Текст задания | Перепишите полностью текст для чтения, который дан ниже, ничего в нем не меняя.

Текст для чтения |
***

Точно в назначенное время к трапу подкатило такси. Долго ехали по улицам, которые казались нам знакомыми. Характерный испанский колониальный стиль, двух-трех этажные дома с маленькими балкончиками
и большими решетками вместо стен между колоннами, который можно встретить и в обеих Америках и в Африке и в Юго-Восточной Азии. Узкие улочки, забитые наистраннейшим винегретом из транспорта разных
возрастов, видов и мастей. Суперсовременный «Кадиллак» может ехать рядом с коллекционным «Плимутом» середины пятидесятых или с проржавевшим «Доджем» времен Первой Мировой, а между ними — броуновское движение велосипедов, мотоциклов, мопедов и мотороллеров всевозможных видов. Всё это сигналит без умолку, создавая назойливый, но очень характерный шум азиатской улицы.

***

Выборка данных |
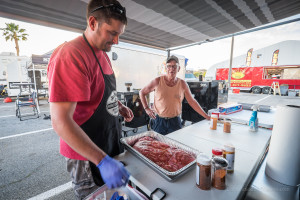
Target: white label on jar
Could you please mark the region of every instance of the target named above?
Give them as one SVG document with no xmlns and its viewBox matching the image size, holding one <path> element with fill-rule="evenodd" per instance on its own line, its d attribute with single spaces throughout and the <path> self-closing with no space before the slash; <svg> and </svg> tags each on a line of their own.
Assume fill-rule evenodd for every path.
<svg viewBox="0 0 300 200">
<path fill-rule="evenodd" d="M 199 185 L 199 177 L 200 177 L 200 167 L 199 167 L 199 165 L 197 165 L 197 169 L 196 169 L 196 183 L 197 183 L 197 185 Z"/>
<path fill-rule="evenodd" d="M 228 161 L 227 170 L 233 170 L 234 168 L 234 154 L 226 154 L 226 160 Z"/>
</svg>

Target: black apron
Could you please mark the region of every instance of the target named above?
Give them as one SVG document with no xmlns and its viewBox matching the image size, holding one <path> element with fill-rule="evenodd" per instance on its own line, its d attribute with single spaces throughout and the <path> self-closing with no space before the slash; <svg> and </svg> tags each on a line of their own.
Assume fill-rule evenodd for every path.
<svg viewBox="0 0 300 200">
<path fill-rule="evenodd" d="M 80 127 L 99 148 L 101 148 L 110 157 L 114 157 L 124 151 L 124 148 L 120 143 L 122 129 L 121 117 L 119 116 L 118 108 L 116 78 L 114 73 L 111 75 L 106 75 L 103 73 L 100 62 L 84 34 L 83 38 L 91 48 L 100 67 L 101 73 L 104 78 L 105 88 L 103 98 L 94 114 Z M 107 62 L 110 64 L 106 54 L 103 55 L 107 59 Z M 99 169 L 94 163 L 89 163 L 94 182 L 98 186 L 103 185 L 104 182 L 101 178 Z"/>
</svg>

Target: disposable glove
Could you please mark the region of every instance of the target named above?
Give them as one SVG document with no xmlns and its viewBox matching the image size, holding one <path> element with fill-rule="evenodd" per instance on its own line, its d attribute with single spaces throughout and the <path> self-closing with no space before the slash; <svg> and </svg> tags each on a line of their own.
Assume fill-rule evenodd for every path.
<svg viewBox="0 0 300 200">
<path fill-rule="evenodd" d="M 130 174 L 123 164 L 108 155 L 101 160 L 97 167 L 109 189 L 125 186 L 129 180 Z"/>
</svg>

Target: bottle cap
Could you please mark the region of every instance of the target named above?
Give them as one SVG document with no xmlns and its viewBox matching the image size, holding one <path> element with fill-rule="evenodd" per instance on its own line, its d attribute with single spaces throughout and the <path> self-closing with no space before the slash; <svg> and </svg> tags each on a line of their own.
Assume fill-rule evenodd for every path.
<svg viewBox="0 0 300 200">
<path fill-rule="evenodd" d="M 197 162 L 200 163 L 201 165 L 210 165 L 211 159 L 204 153 L 201 153 L 197 156 Z"/>
<path fill-rule="evenodd" d="M 218 119 L 218 115 L 217 114 L 211 114 L 211 118 L 217 118 Z"/>
<path fill-rule="evenodd" d="M 213 157 L 212 163 L 216 165 L 216 167 L 227 168 L 228 166 L 228 161 L 220 156 Z"/>
<path fill-rule="evenodd" d="M 212 154 L 216 156 L 222 156 L 223 155 L 223 149 L 221 148 L 213 148 Z"/>
</svg>

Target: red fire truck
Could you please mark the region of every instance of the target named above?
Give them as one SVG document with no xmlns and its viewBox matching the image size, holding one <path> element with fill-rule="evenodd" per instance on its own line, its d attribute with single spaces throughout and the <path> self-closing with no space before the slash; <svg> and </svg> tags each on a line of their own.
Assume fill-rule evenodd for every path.
<svg viewBox="0 0 300 200">
<path fill-rule="evenodd" d="M 228 68 L 216 69 L 216 80 L 228 80 Z M 300 90 L 300 65 L 232 68 L 231 88 L 269 94 L 272 84 Z"/>
</svg>

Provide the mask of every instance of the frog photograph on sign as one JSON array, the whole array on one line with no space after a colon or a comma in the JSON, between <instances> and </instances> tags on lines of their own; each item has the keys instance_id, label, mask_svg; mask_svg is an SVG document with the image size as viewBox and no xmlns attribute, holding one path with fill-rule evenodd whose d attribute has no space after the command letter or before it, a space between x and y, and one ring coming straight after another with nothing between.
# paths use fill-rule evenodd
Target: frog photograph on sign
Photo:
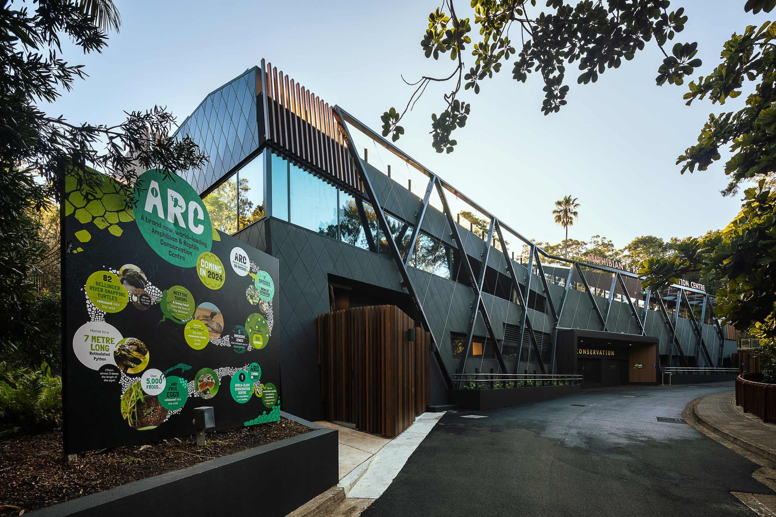
<instances>
[{"instance_id":1,"label":"frog photograph on sign","mask_svg":"<svg viewBox=\"0 0 776 517\"><path fill-rule=\"evenodd\" d=\"M279 420L277 260L213 229L178 176L147 171L134 195L120 231L64 217L65 450L192 434L203 403L217 429Z\"/></svg>"}]
</instances>

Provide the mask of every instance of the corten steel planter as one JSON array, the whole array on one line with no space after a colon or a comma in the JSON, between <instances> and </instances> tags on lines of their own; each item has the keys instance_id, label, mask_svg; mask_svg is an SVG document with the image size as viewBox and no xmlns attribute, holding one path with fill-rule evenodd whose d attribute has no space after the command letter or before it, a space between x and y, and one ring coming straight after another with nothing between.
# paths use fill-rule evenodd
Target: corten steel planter
<instances>
[{"instance_id":1,"label":"corten steel planter","mask_svg":"<svg viewBox=\"0 0 776 517\"><path fill-rule=\"evenodd\" d=\"M282 413L310 433L36 510L39 517L282 517L337 484L337 431Z\"/></svg>"},{"instance_id":2,"label":"corten steel planter","mask_svg":"<svg viewBox=\"0 0 776 517\"><path fill-rule=\"evenodd\" d=\"M753 413L763 422L776 422L776 384L760 382L760 374L743 374L736 377L736 405Z\"/></svg>"}]
</instances>

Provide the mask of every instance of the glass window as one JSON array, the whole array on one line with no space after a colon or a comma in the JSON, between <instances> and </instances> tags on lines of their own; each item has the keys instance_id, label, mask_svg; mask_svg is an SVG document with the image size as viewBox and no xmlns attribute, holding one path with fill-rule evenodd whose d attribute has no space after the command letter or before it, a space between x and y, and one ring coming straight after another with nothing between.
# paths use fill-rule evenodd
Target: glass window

***

Результат задания |
Точно в назначенное время к трапу подкатило такси. Долго ехали по улицам, которые казались нам знакомыми. Характерный испанский колониальный стиль, двух-трех этажные дома с маленькими балкончиками
и большими решетками вместо стен между колоннами, который можно встретить и в обеих Америках и в Африке и в Юго-Восточной Азии. Узкие улочки, забитые наистраннейшим винегретом из транспорта разных
возрастов, видов и мастей. Суперсовременный «Кадиллак» может ехать рядом с коллекционным «Плимутом» середины пятидесятых или с проржавевшим «Доджем» времен Первой Мировой, а между ними — броуновское движение велосипедов, мотоциклов, мопедов и мотороллеров всевозможных видов. Всё это сигналит без умолку, создавая назойливый, но очень характерный шум азиатской улицы.